» **Your objective**
Apart from the images, the records below need to be copied exactly.

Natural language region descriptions
···

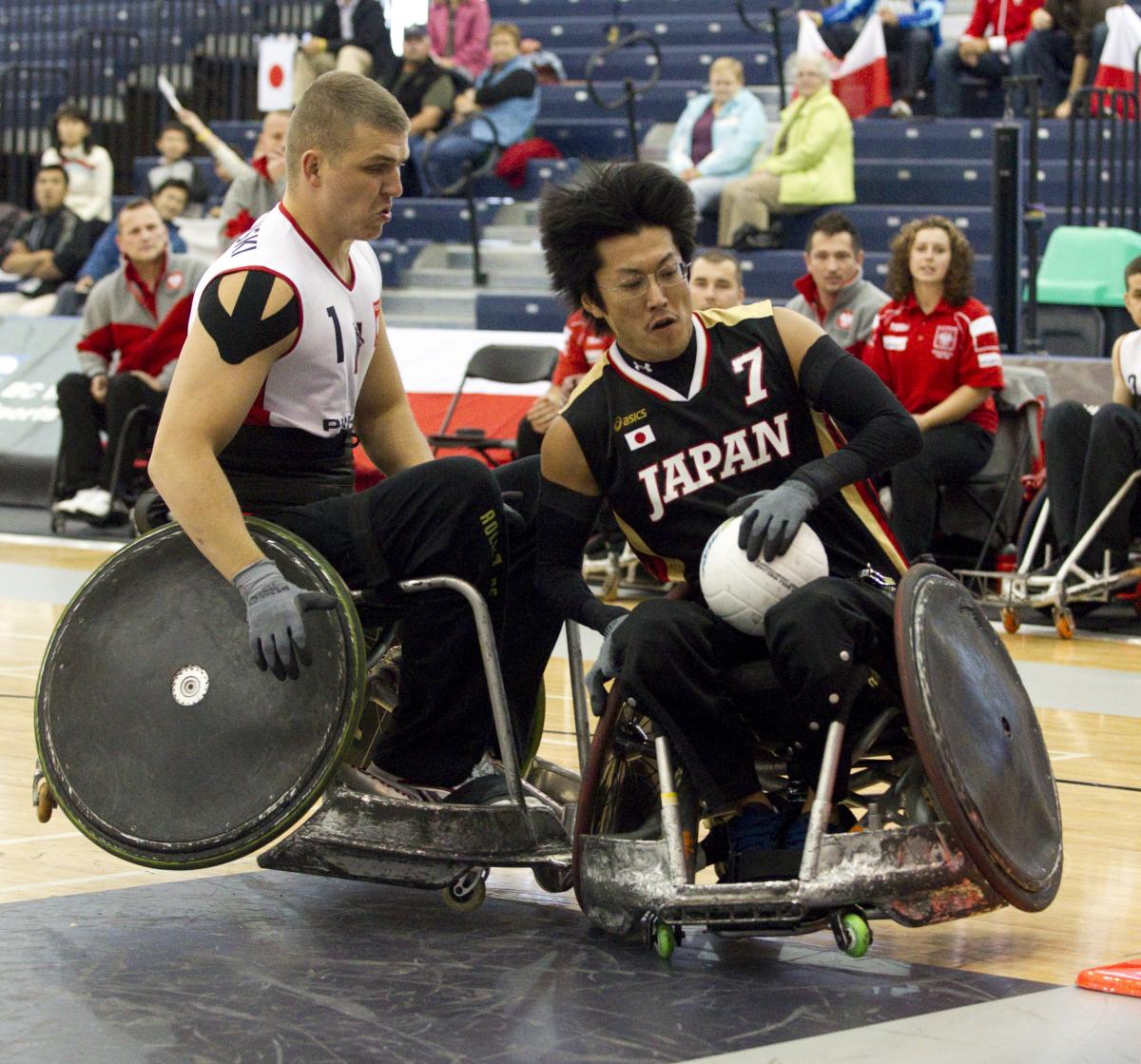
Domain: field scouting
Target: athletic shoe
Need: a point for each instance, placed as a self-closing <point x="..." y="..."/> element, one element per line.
<point x="90" y="502"/>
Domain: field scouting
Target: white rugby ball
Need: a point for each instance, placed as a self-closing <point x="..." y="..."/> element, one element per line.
<point x="741" y="591"/>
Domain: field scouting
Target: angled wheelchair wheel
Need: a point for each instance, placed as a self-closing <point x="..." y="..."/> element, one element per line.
<point x="159" y="737"/>
<point x="978" y="738"/>
<point x="620" y="792"/>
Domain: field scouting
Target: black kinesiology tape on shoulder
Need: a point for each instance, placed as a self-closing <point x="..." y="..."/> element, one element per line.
<point x="243" y="332"/>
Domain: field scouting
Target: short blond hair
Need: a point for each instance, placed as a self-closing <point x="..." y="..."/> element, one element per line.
<point x="728" y="66"/>
<point x="331" y="108"/>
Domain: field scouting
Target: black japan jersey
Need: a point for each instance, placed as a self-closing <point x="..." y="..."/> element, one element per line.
<point x="671" y="464"/>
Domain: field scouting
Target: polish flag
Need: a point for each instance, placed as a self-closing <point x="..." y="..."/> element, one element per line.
<point x="1115" y="71"/>
<point x="860" y="81"/>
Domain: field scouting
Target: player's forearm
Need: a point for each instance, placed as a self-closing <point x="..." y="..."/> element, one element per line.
<point x="199" y="495"/>
<point x="393" y="439"/>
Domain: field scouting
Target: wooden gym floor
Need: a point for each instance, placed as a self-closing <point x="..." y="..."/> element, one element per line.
<point x="1088" y="693"/>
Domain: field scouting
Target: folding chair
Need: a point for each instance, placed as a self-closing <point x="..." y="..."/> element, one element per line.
<point x="505" y="363"/>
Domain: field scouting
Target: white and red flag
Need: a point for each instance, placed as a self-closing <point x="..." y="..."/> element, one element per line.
<point x="1115" y="71"/>
<point x="860" y="81"/>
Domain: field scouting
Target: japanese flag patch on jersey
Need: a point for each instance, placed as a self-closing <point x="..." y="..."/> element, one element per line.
<point x="639" y="437"/>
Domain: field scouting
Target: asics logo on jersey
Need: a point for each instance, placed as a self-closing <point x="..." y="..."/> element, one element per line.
<point x="695" y="468"/>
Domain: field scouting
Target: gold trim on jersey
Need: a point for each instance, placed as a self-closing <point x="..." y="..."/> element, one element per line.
<point x="588" y="379"/>
<point x="673" y="568"/>
<point x="856" y="504"/>
<point x="736" y="315"/>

···

» **Written answer**
Domain: field scouting
Target: athletic shoe
Need: a point for each instance, placed as a self-closing <point x="..." y="..."/> element, one element per line.
<point x="90" y="502"/>
Domain: field scouting
Target: white rugby ball
Need: a point for each instance, placed as a self-closing <point x="..." y="..."/> element, one element per line.
<point x="741" y="591"/>
Domain: field scouting
Target: angled wheelchair wheel
Need: a point for each instance, placed as a self-closing <point x="..." y="..."/> element, one element per line.
<point x="159" y="737"/>
<point x="978" y="738"/>
<point x="620" y="792"/>
Domain: field scouting
Target: black kinesiology tape on shoulder
Need: a point for each instance, placed as a self-closing <point x="..." y="..."/> element, one element per line.
<point x="243" y="332"/>
Domain: field scouting
Target: short blond hair
Need: a point for each instance, placed as a self-closing <point x="..." y="..."/> element, one element per line.
<point x="728" y="66"/>
<point x="331" y="108"/>
Domain: field scouting
Target: black japan jersey
Need: a point for each instance, placed as a self-closing <point x="..." y="..."/> element, one element per line.
<point x="671" y="464"/>
Domain: field scouting
Target: polish flag
Need: a point for each instance, placed as a self-closing <point x="..." y="..."/> element, one element per line.
<point x="1115" y="71"/>
<point x="860" y="81"/>
Domain: field scouting
Target: player's forearm
Need: a point for each instance, placed as a self-closing <point x="..." y="..."/> element, one element per line.
<point x="199" y="495"/>
<point x="393" y="439"/>
Domain: field scouting
Target: wooden gym floor
Need: a point for each instance, placed as a self-closing <point x="..." y="..."/> element, one element per line.
<point x="1088" y="693"/>
Domain: field scouting
Target: folding chair
Need: a point for each instance, placed as a self-closing <point x="..." y="..."/> element, one element per line.
<point x="505" y="363"/>
Domain: field scouting
Target: white and red flag
Need: a point for each instance, placed as a self-closing <point x="..." y="..."/> element, one element per line.
<point x="1115" y="71"/>
<point x="860" y="81"/>
Domain: field scouting
Target: japanese flag patch on jersey
Need: a point for each instance, placed as a self-closing <point x="..." y="..."/> element, one element per line.
<point x="639" y="437"/>
Domain: field scouting
Target: asics logo on jersey
Need: a point for each instance, placed as a self-closing <point x="..." y="..."/> element, one element per line.
<point x="695" y="468"/>
Domain: field scouting
Target: gold trim on jersey
Need: a point for each instance, placed as a self-closing <point x="..." y="..."/> element, one element per line.
<point x="588" y="379"/>
<point x="673" y="568"/>
<point x="856" y="504"/>
<point x="736" y="315"/>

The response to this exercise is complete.